### STATED PROBLEM
Continue the notes on ggplot2 position adjustments, picking up right after the final jitter example.

### QUOTED TEXT
3.8 position adjustment

  • In bar graph, if you map x and color to different variable, It will stack the data together
    • the default is "stack"
    • "identity" leaves the data as it is.
    • "dodge" places them side-by-side
    • "fill" will normalize them
    • "jitter" will add random noise to the data
  • Each position has a corresponding position_ function.

In [ ]:
ggplot(data = diamonds) +
    geom_bar(mapping = aes(x = cut, fill = clarity))

In [ ]:
ggplot(data = diamonds) +
    geom_bar(mapping = aes(x = cut, fill = clarity), position = "identity", alpha = 0.2)

In [ ]:
ggplot(data = diamonds) +
    geom_bar(mapping = aes(x = cut, colour = clarity), position = "identity", alpha = 0.2, fill = NA)

In [ ]:
ggplot(data = diamonds) +
    geom_bar(mapping = aes(x = cut, fill = clarity), position = "fill")

In [ ]:
ggplot(data = diamonds) +
    geom_bar(mapping = aes(x = cut, fill = clarity), position = "dodge")

In [ ]:
ggplot(data = mpg) +
    geom_point(mapping = aes(x = displ, y = hwy))

In [ ]:
ggplot(data = mpg) +
    geom_point(mapping = aes(x = displ, y = hwy), position = "jitter")

### INFORMATION SUPPLIED
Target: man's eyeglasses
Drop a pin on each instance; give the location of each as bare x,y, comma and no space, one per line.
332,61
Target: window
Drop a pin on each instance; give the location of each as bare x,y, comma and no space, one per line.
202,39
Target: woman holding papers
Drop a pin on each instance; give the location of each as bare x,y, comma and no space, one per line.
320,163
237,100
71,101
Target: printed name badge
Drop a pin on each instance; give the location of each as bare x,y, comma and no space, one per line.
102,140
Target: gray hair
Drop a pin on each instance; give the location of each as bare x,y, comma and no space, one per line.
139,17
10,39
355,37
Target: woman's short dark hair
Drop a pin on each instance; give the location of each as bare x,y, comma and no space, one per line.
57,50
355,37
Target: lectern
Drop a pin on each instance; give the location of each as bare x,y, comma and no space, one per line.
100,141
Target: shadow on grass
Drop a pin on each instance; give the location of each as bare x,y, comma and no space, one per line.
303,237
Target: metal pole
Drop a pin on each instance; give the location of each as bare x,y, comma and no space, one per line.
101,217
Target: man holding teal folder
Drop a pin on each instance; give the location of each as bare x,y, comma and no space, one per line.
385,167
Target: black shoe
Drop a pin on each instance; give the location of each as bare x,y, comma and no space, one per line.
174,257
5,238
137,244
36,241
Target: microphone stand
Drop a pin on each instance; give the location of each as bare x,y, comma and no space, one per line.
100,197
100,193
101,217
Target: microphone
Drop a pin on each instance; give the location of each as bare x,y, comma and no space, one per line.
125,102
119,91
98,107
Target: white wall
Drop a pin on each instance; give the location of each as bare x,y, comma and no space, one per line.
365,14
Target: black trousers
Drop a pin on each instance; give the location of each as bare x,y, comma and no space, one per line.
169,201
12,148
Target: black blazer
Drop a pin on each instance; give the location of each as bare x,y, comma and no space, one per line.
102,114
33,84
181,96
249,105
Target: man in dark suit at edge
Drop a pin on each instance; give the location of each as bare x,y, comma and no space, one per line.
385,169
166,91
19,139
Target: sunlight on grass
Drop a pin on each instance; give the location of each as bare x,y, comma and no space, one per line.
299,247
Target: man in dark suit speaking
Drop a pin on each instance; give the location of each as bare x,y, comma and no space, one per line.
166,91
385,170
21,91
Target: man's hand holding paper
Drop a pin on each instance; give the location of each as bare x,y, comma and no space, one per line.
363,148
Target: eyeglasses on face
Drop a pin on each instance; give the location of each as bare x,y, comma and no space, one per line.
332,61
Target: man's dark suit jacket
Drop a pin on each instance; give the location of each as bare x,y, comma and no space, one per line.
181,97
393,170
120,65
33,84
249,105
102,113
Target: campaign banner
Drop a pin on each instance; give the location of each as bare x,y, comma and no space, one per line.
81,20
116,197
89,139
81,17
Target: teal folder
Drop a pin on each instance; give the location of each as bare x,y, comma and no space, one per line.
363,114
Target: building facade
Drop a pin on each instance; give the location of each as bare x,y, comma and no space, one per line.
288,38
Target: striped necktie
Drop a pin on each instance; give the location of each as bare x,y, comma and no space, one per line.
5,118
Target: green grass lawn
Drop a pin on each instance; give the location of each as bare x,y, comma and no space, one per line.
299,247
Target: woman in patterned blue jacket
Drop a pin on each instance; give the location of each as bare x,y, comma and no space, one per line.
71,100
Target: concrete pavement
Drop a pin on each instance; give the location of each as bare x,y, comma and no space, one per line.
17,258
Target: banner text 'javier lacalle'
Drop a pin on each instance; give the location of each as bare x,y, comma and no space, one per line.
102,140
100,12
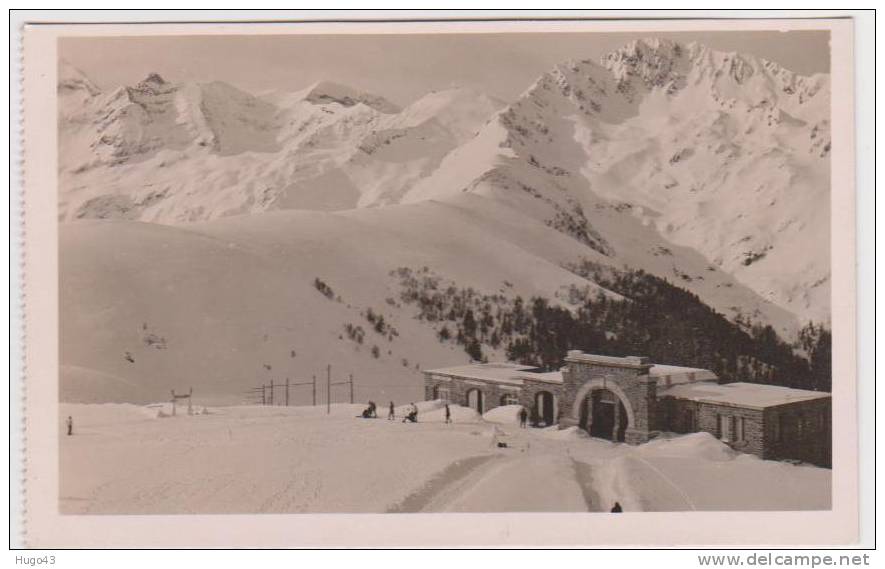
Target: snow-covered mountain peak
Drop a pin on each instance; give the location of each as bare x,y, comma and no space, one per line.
654,62
72,80
328,92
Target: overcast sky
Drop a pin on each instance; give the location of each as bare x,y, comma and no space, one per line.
399,67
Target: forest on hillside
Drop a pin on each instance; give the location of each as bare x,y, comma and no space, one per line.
652,318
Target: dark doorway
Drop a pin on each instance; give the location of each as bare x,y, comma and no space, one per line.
545,408
603,419
604,410
475,400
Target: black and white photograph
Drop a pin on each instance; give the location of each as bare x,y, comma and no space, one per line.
480,271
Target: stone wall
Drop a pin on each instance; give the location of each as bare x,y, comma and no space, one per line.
800,431
492,392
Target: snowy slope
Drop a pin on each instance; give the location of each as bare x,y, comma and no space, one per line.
720,152
147,308
173,153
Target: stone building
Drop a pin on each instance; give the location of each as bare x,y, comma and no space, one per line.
629,399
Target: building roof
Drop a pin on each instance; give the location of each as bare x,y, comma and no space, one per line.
674,375
499,372
507,372
750,395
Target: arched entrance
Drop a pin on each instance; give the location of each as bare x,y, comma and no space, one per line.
604,415
545,409
603,409
476,400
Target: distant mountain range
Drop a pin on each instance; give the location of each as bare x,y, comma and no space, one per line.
705,168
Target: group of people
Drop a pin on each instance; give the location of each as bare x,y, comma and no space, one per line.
411,416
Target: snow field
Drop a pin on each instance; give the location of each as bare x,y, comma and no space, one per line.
122,459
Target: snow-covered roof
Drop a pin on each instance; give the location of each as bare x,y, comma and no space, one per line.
499,372
675,375
751,395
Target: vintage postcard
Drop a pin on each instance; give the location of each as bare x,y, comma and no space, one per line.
535,283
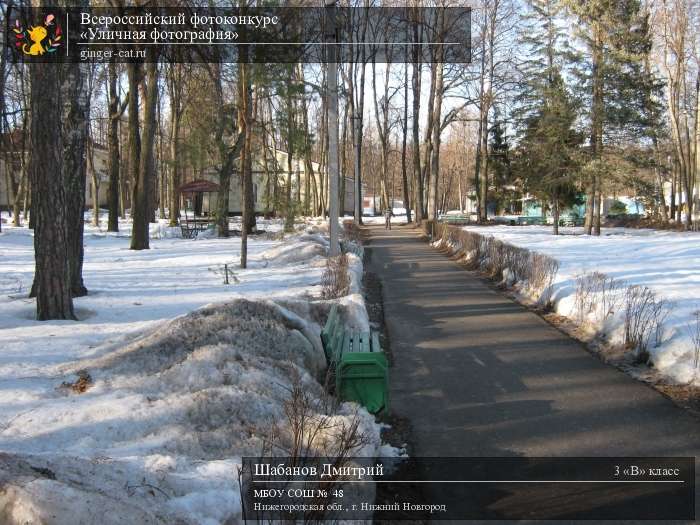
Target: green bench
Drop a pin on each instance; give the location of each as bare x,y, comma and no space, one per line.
358,363
531,221
455,219
570,220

### RESPONSE
3.8.1 Exercises

  1. What is the problem with this plot? How could you improve it?

A: overplotting. Solution is to use geom_jitter or geom_count

  1. What parameters to geom_jitter() control the amount of jittering?

A: width and height

  1. Compare and contrast geom_jitter() with geom_count().

In [ ]:
ggplot(data = mpg, mapping = aes(x = cty, y = hwy)) + 
  geom_point() +
  geom_jitter()

In [ ]:
ggplot(data = mpg, mapping = aes(x = cty, y = hwy)) + 
  geom_point() +
  geom_count()
  1. What’s the default position adjustment for geom_boxplot()? Create a visualisation of the mpg dataset that demonstrates it.

A: The default position is "dodge"


In [ ]:
ggplot(data = mpg, mapping = aes(x = class, y = hwy)) +
    geom_boxplot(mapping = aes(color = drv))

3.9 Coordinate systems

  • coord_flip()
  • coord_quickmap()
  • coord_polar()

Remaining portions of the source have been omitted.